• _TO DO_:
Give again the line that contains "Target: player's outstretched hand" and every line after it to the end of the records. Keep them exactly as they are and add nothing.

• _INPUT FOR THIS TASK_:
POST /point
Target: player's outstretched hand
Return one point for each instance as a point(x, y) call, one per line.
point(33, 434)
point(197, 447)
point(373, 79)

• _TASK SOLUTION_:
Target: player's outstretched hand
Return one point for each instance as a point(x, y) call, one per line.
point(33, 434)
point(197, 447)
point(373, 79)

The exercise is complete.